__TASK__:
Change "grass field" to "playing field" in the records from the start through the line with "point(402, 330)", and leave everything else in those lines unchanged. Leave the pictures out of your answer.

__MATERIAL FOR THIS TASK__:
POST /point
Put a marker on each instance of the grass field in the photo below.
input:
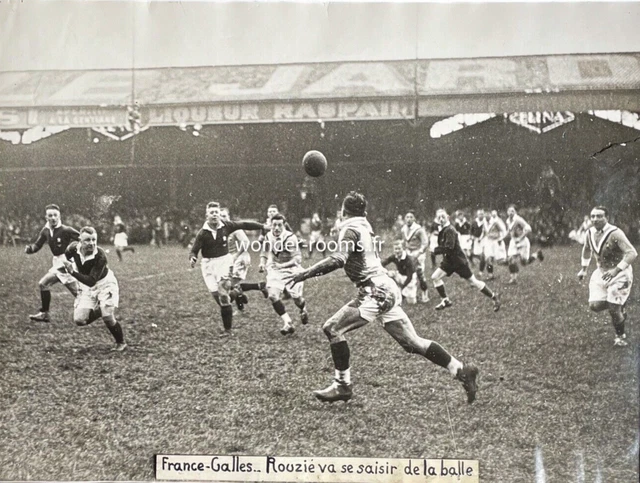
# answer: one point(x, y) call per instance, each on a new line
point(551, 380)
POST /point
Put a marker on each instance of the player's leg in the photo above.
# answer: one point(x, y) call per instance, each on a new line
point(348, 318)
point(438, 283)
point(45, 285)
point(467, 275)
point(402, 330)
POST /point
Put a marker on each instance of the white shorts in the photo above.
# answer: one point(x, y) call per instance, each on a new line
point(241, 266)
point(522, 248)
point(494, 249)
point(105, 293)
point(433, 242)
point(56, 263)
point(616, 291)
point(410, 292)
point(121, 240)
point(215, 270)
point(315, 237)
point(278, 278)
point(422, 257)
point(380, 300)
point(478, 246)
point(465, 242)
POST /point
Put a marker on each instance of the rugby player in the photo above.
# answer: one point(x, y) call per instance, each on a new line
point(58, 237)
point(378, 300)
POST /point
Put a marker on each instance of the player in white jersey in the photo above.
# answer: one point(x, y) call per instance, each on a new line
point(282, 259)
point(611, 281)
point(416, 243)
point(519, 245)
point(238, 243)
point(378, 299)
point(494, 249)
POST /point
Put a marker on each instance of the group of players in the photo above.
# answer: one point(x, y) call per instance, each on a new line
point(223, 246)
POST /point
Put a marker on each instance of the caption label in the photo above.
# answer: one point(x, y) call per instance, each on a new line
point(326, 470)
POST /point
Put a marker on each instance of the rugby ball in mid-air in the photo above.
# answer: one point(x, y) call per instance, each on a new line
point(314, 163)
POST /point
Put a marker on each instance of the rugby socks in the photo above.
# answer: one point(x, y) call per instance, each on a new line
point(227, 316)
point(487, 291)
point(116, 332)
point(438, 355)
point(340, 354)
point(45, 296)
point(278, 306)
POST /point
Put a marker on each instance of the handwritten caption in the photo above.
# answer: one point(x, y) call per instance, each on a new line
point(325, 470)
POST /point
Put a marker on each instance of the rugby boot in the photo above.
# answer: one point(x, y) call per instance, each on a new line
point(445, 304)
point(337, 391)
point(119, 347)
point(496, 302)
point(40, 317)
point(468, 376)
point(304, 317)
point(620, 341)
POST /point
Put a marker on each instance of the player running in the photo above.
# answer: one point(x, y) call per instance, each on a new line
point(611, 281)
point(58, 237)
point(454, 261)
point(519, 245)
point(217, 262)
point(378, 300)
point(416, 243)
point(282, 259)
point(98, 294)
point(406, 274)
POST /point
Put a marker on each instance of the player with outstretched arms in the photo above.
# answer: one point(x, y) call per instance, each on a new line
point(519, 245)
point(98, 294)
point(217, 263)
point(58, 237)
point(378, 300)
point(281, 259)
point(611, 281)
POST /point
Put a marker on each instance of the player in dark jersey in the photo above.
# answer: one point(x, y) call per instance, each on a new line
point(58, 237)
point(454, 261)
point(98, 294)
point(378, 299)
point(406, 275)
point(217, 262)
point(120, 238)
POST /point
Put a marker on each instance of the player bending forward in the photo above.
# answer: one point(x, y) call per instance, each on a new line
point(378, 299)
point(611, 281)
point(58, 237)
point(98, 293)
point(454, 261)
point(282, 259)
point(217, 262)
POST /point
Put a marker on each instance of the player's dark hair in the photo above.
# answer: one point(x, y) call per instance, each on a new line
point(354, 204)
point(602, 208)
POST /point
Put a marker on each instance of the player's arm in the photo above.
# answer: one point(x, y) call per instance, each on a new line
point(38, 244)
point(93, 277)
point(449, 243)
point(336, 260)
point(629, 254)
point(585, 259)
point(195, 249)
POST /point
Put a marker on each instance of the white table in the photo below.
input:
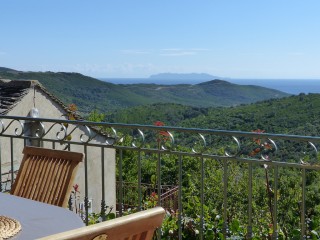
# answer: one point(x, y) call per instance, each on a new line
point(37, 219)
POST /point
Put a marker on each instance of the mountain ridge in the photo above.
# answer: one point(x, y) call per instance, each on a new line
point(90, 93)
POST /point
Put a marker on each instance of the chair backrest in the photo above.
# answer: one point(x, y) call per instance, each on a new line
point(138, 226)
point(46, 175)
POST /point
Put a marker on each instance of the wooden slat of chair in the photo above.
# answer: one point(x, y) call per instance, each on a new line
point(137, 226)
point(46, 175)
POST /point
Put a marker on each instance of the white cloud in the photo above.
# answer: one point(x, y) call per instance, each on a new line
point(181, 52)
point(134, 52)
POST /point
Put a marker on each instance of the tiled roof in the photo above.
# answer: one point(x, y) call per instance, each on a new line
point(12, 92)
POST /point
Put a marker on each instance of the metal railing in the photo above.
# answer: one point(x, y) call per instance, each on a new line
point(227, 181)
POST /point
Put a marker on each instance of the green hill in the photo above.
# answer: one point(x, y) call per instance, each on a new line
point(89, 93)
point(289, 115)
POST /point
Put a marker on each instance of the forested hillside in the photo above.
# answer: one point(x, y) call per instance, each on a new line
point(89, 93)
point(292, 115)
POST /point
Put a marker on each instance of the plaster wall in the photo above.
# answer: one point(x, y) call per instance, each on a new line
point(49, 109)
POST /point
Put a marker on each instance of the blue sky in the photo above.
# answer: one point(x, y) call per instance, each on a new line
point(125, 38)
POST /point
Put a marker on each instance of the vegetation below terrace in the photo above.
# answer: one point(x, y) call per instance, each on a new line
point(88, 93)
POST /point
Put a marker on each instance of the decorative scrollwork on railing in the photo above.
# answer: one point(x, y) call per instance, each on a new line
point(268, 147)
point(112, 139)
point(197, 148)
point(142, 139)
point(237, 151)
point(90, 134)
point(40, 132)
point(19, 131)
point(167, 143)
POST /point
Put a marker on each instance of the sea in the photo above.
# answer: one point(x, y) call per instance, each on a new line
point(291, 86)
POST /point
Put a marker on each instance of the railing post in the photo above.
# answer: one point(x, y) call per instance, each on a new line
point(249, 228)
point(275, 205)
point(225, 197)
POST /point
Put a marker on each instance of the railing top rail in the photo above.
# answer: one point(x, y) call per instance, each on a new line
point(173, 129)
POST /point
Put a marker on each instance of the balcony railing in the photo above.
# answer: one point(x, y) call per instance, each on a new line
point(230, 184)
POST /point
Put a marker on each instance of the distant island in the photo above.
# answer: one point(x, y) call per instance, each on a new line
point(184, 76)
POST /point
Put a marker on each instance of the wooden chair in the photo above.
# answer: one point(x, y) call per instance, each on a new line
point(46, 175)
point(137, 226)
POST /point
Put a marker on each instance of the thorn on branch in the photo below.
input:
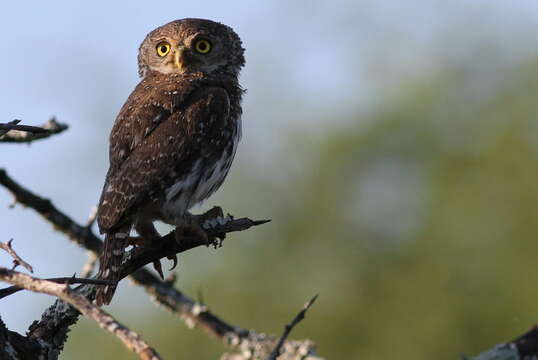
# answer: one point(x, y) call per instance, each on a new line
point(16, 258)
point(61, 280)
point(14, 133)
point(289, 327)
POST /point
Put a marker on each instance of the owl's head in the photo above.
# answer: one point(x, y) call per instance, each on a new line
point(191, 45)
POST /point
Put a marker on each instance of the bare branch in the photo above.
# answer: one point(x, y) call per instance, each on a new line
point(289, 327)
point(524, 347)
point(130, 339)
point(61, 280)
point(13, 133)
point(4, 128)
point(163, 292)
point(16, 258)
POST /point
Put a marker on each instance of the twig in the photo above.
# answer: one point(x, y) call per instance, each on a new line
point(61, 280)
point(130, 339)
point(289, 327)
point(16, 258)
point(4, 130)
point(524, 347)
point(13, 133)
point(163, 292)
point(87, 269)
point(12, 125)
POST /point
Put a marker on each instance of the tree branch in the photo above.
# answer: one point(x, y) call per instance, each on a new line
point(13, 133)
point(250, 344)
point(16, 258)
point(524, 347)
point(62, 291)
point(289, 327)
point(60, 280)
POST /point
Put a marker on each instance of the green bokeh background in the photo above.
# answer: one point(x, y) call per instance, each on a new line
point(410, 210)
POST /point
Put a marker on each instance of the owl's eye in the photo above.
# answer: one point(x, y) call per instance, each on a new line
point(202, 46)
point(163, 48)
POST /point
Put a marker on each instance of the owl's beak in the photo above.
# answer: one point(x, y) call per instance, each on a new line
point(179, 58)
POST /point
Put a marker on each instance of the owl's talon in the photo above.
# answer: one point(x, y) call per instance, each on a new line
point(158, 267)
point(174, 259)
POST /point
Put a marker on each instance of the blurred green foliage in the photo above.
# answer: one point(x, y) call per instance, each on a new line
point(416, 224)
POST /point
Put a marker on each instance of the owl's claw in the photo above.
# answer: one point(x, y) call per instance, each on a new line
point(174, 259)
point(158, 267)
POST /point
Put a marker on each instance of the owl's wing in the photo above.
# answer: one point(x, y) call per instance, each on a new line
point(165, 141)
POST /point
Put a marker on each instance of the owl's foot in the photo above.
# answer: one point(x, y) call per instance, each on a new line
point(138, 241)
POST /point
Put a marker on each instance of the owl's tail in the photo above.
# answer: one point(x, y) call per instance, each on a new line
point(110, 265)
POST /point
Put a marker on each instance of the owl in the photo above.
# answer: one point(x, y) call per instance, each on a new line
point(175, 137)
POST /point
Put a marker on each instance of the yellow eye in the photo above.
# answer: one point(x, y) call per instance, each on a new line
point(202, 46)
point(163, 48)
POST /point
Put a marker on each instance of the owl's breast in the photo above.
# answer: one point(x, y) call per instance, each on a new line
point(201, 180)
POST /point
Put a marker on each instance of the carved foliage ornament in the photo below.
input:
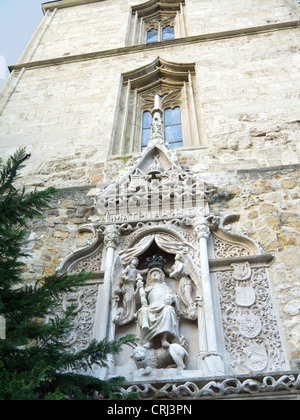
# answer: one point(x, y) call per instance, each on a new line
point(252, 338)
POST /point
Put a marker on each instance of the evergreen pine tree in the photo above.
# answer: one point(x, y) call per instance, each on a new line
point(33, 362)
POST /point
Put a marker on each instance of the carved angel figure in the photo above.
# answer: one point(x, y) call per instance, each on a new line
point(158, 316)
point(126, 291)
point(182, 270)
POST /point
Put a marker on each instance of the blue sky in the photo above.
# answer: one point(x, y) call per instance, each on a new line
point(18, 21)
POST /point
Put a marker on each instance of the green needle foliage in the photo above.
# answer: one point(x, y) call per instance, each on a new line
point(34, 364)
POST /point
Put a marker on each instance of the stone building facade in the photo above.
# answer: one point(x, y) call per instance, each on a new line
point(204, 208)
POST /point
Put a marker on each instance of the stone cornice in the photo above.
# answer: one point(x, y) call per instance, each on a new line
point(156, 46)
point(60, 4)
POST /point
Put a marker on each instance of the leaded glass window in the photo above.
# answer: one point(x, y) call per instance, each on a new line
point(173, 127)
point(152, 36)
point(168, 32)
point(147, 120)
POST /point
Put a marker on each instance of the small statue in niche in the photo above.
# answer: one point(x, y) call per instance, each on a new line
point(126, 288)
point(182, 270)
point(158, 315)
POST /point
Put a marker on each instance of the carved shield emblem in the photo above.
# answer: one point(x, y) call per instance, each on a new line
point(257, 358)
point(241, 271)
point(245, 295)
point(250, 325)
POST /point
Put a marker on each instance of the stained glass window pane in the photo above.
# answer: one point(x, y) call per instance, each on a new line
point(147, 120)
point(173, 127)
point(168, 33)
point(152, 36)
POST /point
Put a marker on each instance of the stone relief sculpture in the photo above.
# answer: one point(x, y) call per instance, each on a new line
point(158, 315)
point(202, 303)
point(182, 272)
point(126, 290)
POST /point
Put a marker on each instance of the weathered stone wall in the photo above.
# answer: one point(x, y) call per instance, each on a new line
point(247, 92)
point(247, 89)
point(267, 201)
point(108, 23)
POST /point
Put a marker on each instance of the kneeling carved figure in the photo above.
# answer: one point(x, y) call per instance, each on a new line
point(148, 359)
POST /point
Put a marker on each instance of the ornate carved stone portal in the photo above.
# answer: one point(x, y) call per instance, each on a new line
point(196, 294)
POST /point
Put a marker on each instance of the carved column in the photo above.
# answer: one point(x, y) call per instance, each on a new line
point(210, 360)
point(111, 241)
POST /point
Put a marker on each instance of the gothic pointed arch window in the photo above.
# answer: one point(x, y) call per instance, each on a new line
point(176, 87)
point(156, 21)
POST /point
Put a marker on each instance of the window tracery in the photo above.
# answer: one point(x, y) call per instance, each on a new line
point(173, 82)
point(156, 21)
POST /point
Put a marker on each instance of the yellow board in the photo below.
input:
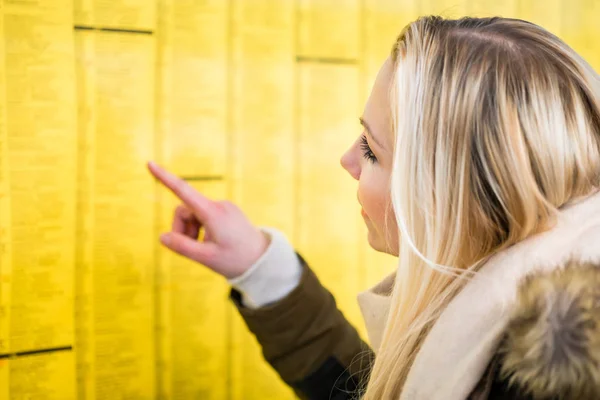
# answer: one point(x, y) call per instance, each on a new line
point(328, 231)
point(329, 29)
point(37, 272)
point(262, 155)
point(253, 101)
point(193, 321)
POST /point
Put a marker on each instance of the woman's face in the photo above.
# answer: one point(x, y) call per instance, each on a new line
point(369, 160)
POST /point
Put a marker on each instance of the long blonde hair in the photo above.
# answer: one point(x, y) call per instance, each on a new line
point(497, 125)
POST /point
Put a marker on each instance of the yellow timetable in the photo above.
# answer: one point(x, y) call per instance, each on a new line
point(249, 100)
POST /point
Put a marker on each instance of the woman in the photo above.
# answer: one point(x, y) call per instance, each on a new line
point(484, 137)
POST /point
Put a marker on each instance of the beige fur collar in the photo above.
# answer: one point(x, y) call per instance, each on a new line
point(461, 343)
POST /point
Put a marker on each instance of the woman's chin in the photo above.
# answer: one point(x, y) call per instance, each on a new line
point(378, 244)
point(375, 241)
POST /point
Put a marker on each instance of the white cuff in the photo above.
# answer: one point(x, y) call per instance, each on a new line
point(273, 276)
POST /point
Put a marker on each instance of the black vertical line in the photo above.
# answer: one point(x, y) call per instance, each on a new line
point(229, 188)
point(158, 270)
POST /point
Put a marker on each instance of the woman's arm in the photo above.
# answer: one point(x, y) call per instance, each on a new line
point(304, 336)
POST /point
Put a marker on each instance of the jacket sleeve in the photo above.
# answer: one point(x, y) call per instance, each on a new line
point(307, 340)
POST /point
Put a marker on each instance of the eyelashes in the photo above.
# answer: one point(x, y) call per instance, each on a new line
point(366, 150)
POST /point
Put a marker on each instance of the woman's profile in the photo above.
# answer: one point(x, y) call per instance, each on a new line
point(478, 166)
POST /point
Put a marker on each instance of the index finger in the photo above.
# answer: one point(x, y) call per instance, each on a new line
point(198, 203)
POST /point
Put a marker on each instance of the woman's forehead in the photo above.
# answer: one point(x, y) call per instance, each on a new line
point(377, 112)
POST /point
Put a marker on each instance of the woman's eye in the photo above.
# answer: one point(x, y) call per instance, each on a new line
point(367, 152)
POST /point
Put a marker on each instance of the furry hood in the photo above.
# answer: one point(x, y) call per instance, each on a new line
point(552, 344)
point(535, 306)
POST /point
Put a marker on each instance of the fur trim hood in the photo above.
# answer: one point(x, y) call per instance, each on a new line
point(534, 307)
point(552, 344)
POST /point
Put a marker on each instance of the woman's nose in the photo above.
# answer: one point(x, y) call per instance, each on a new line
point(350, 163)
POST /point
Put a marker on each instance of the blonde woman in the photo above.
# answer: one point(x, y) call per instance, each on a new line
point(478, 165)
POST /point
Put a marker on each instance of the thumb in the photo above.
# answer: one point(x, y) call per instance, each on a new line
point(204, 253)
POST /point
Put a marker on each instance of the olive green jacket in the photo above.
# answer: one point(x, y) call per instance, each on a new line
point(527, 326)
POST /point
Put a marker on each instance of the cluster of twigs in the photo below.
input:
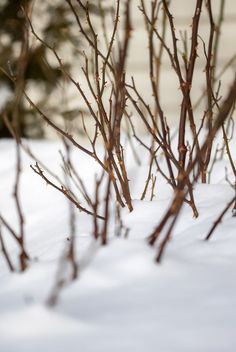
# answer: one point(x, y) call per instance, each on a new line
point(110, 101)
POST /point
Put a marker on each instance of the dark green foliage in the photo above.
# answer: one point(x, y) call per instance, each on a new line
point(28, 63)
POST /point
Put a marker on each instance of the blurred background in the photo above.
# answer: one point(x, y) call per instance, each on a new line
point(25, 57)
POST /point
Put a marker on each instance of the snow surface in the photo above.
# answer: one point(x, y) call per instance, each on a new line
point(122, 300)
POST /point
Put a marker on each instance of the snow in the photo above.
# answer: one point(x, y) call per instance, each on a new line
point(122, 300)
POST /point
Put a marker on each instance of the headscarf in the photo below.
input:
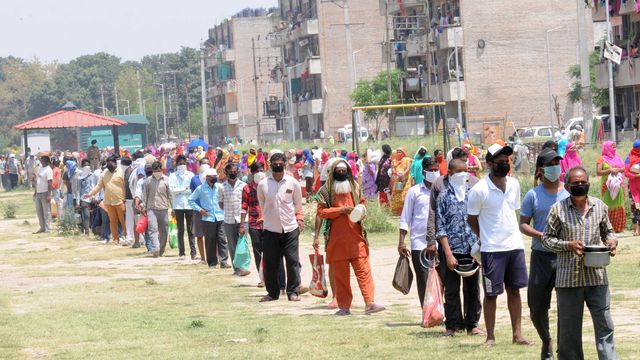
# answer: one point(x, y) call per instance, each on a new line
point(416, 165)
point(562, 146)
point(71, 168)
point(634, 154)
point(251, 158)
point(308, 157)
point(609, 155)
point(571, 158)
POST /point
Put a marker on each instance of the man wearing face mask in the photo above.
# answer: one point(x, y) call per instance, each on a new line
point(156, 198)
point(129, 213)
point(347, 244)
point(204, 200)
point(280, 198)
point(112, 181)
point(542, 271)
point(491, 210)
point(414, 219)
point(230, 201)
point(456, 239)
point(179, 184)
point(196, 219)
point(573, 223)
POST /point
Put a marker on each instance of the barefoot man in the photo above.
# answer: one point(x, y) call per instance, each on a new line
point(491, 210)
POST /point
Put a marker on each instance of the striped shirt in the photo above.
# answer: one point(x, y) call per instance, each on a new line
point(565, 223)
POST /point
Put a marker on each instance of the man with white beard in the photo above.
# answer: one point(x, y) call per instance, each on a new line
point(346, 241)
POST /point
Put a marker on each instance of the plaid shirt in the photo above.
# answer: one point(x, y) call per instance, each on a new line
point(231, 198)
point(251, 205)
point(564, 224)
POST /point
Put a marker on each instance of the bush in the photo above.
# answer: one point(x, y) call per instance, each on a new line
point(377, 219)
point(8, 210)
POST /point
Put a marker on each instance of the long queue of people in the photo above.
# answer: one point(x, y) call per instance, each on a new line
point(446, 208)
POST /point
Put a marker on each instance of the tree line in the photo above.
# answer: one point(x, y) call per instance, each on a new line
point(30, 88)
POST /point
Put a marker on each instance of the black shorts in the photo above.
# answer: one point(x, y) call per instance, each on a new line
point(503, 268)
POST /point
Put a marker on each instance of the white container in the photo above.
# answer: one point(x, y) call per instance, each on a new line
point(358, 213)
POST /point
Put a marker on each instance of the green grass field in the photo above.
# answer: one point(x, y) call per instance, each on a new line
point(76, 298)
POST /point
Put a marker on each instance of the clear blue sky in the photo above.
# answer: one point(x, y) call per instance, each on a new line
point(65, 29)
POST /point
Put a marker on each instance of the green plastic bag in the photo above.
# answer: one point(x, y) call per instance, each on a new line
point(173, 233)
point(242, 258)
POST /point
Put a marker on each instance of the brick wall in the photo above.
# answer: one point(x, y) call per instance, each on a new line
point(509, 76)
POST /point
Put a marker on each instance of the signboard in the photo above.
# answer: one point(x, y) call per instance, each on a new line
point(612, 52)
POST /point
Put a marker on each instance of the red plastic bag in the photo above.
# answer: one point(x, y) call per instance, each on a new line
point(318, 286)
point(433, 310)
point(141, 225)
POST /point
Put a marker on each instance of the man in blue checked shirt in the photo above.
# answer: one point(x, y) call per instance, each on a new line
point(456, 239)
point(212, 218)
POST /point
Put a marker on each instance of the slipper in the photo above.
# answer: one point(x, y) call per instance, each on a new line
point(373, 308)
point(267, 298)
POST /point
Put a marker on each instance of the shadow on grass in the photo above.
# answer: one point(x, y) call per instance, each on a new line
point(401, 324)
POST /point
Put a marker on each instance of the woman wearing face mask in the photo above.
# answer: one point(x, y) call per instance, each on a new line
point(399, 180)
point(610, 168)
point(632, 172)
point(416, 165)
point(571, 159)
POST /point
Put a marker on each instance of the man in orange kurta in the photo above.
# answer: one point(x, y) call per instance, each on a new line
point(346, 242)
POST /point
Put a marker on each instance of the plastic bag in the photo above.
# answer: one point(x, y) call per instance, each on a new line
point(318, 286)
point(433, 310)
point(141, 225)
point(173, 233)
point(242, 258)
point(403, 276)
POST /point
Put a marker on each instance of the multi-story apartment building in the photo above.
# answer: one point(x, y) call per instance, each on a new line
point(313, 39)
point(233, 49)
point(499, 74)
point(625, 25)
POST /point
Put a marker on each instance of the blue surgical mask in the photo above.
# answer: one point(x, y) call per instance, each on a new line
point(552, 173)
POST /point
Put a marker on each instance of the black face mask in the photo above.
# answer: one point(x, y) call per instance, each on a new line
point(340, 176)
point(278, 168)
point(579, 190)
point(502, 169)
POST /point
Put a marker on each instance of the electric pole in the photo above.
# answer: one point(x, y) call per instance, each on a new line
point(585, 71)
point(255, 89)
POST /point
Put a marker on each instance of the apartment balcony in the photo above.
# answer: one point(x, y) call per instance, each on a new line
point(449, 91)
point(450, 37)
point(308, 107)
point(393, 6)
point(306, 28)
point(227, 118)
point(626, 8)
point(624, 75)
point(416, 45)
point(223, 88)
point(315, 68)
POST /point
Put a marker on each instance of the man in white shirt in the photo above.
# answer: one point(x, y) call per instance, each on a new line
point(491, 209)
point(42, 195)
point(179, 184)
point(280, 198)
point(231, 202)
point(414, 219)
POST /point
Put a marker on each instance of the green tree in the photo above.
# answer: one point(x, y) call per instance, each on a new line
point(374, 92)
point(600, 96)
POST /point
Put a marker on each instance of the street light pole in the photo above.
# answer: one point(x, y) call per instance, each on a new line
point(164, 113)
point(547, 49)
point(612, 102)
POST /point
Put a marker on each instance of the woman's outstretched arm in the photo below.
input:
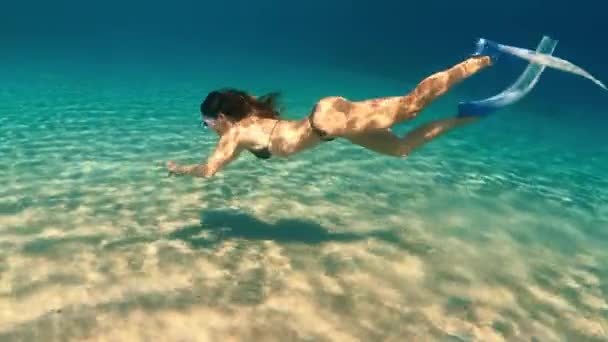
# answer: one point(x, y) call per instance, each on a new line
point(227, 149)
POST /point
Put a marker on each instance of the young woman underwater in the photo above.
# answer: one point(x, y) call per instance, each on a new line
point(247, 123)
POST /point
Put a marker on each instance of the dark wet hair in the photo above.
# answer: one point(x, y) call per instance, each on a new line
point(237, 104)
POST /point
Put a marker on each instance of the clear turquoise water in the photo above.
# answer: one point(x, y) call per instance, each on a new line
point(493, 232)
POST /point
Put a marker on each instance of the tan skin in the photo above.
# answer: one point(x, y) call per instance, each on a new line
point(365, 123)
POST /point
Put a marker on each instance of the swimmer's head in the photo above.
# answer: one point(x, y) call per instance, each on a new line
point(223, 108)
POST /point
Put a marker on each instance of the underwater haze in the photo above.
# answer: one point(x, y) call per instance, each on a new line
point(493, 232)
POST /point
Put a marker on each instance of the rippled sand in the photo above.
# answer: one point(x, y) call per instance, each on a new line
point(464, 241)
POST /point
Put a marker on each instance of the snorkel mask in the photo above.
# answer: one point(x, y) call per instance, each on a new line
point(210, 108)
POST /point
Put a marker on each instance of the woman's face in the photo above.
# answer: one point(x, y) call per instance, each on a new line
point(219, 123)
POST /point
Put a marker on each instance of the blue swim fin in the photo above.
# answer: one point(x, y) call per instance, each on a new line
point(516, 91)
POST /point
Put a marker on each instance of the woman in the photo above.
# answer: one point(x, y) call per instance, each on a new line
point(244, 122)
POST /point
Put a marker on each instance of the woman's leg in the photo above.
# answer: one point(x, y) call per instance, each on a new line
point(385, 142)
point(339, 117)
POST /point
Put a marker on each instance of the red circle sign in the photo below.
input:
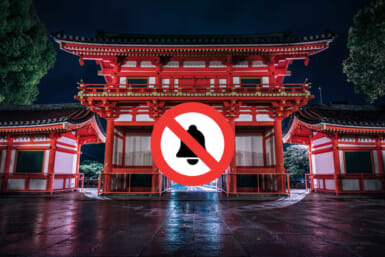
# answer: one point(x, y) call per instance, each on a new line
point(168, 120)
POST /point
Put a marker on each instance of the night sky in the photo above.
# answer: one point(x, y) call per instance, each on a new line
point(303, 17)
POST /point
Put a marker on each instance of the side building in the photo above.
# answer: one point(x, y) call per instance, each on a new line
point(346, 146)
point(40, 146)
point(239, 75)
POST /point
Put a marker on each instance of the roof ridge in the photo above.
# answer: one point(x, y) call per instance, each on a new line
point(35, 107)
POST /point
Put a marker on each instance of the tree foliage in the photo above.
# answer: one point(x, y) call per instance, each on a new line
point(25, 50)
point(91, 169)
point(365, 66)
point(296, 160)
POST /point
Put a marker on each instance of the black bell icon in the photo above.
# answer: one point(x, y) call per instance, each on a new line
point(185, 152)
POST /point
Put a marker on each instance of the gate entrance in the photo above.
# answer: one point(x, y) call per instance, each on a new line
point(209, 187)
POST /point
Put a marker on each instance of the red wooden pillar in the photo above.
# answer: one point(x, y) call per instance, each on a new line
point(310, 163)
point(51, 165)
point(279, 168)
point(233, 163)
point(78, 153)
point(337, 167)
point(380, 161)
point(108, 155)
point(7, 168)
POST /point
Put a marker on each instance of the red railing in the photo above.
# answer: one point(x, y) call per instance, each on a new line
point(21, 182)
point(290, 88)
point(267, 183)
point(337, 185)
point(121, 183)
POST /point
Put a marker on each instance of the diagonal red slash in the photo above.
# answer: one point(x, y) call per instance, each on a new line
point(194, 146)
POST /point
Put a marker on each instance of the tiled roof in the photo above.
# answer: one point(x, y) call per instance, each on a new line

__RESULT OF THIS TASK__:
POST /point
Put a marker on each instance of the playing field in the photo below.
input:
# answer: one point(x, y) call per instance, each on a new line
point(551, 380)
POST /point
Put a marker on each instance of the player's leg in the photo above.
# answer: one point(x, y) call per instance, each on a new line
point(348, 318)
point(438, 283)
point(45, 285)
point(467, 275)
point(402, 330)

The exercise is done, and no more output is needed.